„Unendlicher Spaß“ ein Gastspiel zum Abschluss des Brechtfestivals
Da das Ende des Brechtfestivals diesmal auf das Faschingswochenende fiel, scheint es nur konsequent, dass Festivalleiter Patrick Wengenroth sich mit einem „Unendlichen Spaß“ aus der „Faschingshochburg“ Augsburg verabschiedet.
Von Halrun Reinholz
Doch es war wohl kaum seine Absicht, sich ins Faschingstreiben einzuklinken (es wäre sowieso nicht aufgefallen). Dennoch vertraute er auf die nachhallende Wirkung des Gastspiels von Thomas Lensing und seiner Truppe, denn damit endete, ohne weitere Fanfarenstöße, das Brechtfestival 2019 und damit auch die dreijährige „Spielzeit“ von Wengenroth.
Ein „unendlicher Spaß“ über vier Stunden? Das fragt man sich, noch mit dem Sitzfleisch-Erlebnis von „Europe City“ in den Knochen. Vorlage für das Bühnenspektakel ist ein 1500 Seiten dicker Roman aus dem Jahr 1996 von David Foster Wallace, der menschliche Interaktionen und Verhaltensweisen der gegenwärtigen (oder auch zukünftigen) Gesellschaft auf satirische Weise vorführt. Schon die Vorlage besteht aus ineinander verschachtelten Erzählzentren, die die „leistungsorientierte Erschöpfungsgesellschaft“, vor allem in ihrer nordamerikanischen Ausprägung, porträtieren.

• [BEREITGESTELLTES MATERIAL]
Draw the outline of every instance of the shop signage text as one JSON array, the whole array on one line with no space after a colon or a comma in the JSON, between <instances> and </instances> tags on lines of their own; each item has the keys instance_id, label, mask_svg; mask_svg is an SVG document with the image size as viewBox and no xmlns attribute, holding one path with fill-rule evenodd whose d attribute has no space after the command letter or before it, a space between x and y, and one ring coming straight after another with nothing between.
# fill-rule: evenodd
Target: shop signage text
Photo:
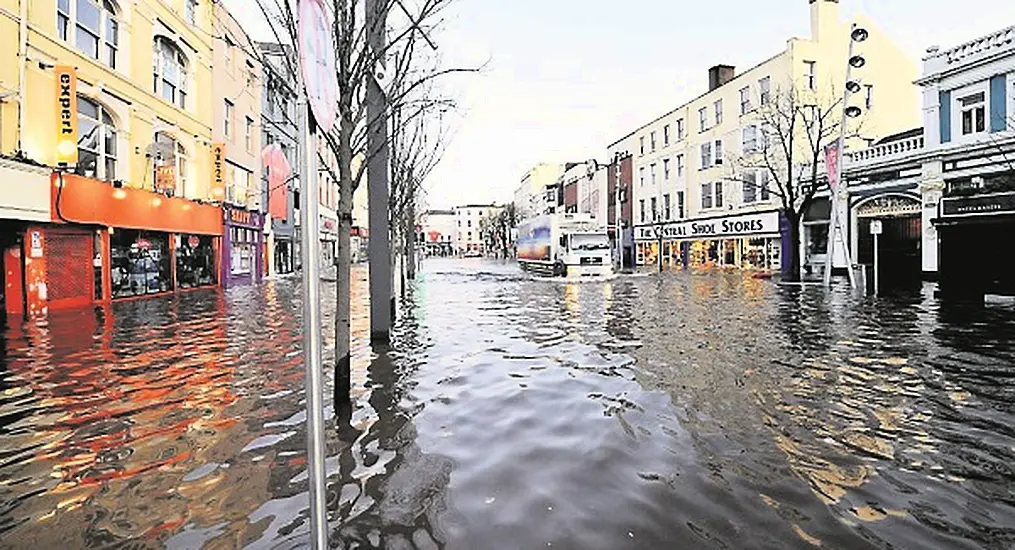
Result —
<instances>
[{"instance_id":1,"label":"shop signage text","mask_svg":"<svg viewBox=\"0 0 1015 550\"><path fill-rule=\"evenodd\" d=\"M710 238L779 232L779 212L744 214L727 218L678 221L636 229L638 240L663 238Z\"/></svg>"},{"instance_id":2,"label":"shop signage text","mask_svg":"<svg viewBox=\"0 0 1015 550\"><path fill-rule=\"evenodd\" d=\"M221 142L211 144L211 198L225 198L225 144Z\"/></svg>"},{"instance_id":3,"label":"shop signage text","mask_svg":"<svg viewBox=\"0 0 1015 550\"><path fill-rule=\"evenodd\" d=\"M77 73L74 67L57 65L57 163L77 163Z\"/></svg>"},{"instance_id":4,"label":"shop signage text","mask_svg":"<svg viewBox=\"0 0 1015 550\"><path fill-rule=\"evenodd\" d=\"M1015 212L1015 193L978 197L946 197L941 201L944 216L987 215Z\"/></svg>"}]
</instances>

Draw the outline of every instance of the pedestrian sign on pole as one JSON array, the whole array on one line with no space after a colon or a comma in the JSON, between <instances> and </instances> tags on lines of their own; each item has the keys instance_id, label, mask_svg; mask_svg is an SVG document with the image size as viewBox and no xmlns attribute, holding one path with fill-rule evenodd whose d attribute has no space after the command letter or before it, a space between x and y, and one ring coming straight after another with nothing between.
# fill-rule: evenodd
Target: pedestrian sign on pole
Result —
<instances>
[{"instance_id":1,"label":"pedestrian sign on pole","mask_svg":"<svg viewBox=\"0 0 1015 550\"><path fill-rule=\"evenodd\" d=\"M327 133L338 114L338 80L331 23L322 0L299 2L299 66L314 118Z\"/></svg>"}]
</instances>

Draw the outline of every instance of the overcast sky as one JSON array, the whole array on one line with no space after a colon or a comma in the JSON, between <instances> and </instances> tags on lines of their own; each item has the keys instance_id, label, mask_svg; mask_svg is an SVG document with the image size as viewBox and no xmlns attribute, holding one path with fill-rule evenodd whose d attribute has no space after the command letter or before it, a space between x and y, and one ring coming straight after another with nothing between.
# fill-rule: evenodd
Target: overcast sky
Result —
<instances>
[{"instance_id":1,"label":"overcast sky","mask_svg":"<svg viewBox=\"0 0 1015 550\"><path fill-rule=\"evenodd\" d=\"M426 184L431 207L506 202L546 161L605 161L606 146L698 95L707 69L753 66L810 33L808 0L454 0L434 40L446 64L479 75L447 81L462 99L457 132ZM270 40L254 0L224 0ZM919 61L1015 24L1012 0L841 0Z\"/></svg>"}]
</instances>

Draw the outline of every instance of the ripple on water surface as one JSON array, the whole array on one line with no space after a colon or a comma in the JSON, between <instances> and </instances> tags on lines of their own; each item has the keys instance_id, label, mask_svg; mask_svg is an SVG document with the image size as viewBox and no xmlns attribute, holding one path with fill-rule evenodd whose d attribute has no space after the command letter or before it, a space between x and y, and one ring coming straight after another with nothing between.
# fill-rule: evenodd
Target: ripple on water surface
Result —
<instances>
[{"instance_id":1,"label":"ripple on water surface","mask_svg":"<svg viewBox=\"0 0 1015 550\"><path fill-rule=\"evenodd\" d=\"M329 408L336 546L1015 543L1010 308L430 260L371 350L355 273L356 406ZM0 546L306 545L298 294L8 330Z\"/></svg>"}]
</instances>

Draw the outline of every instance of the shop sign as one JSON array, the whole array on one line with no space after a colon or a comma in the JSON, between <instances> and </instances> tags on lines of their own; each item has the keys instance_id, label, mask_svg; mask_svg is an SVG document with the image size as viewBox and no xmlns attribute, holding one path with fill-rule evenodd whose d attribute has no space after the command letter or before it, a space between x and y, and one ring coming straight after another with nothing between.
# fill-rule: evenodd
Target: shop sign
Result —
<instances>
[{"instance_id":1,"label":"shop sign","mask_svg":"<svg viewBox=\"0 0 1015 550\"><path fill-rule=\"evenodd\" d=\"M57 164L77 163L77 73L74 67L57 65Z\"/></svg>"},{"instance_id":2,"label":"shop sign","mask_svg":"<svg viewBox=\"0 0 1015 550\"><path fill-rule=\"evenodd\" d=\"M857 209L858 217L908 216L921 213L920 201L899 195L875 197Z\"/></svg>"},{"instance_id":3,"label":"shop sign","mask_svg":"<svg viewBox=\"0 0 1015 550\"><path fill-rule=\"evenodd\" d=\"M211 144L211 199L225 198L225 144Z\"/></svg>"},{"instance_id":4,"label":"shop sign","mask_svg":"<svg viewBox=\"0 0 1015 550\"><path fill-rule=\"evenodd\" d=\"M31 231L31 251L28 253L30 258L42 258L43 257L43 232L42 231Z\"/></svg>"},{"instance_id":5,"label":"shop sign","mask_svg":"<svg viewBox=\"0 0 1015 550\"><path fill-rule=\"evenodd\" d=\"M943 216L991 215L1012 212L1015 212L1015 193L946 197L941 201L941 214Z\"/></svg>"},{"instance_id":6,"label":"shop sign","mask_svg":"<svg viewBox=\"0 0 1015 550\"><path fill-rule=\"evenodd\" d=\"M254 218L254 216L251 215L250 211L248 211L248 210L236 210L236 209L230 208L228 210L228 212L229 212L229 221L231 221L232 223L235 223L235 224L239 224L239 225L253 225L253 218Z\"/></svg>"},{"instance_id":7,"label":"shop sign","mask_svg":"<svg viewBox=\"0 0 1015 550\"><path fill-rule=\"evenodd\" d=\"M779 233L779 212L677 221L661 226L642 226L635 229L635 238L637 240L656 240L660 237L660 232L662 232L662 237L666 239L706 239Z\"/></svg>"}]
</instances>

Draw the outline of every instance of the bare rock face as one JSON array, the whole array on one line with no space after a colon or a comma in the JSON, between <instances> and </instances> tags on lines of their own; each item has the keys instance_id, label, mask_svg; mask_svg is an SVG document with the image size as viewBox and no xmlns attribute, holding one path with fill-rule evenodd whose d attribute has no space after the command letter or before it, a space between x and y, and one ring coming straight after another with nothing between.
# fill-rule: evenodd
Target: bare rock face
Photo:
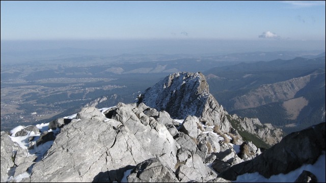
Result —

• [AUFGABE]
Wie viele Seiten hat laut dem Text über das Abschlussgastspiel des Brechtfestivals der Roman, auf dem das Bühnenspektakel beruht? Das Material steht für sich und hat mit dem Text nichts zu tun.

• [LÖSUNG]
1500 Seiten.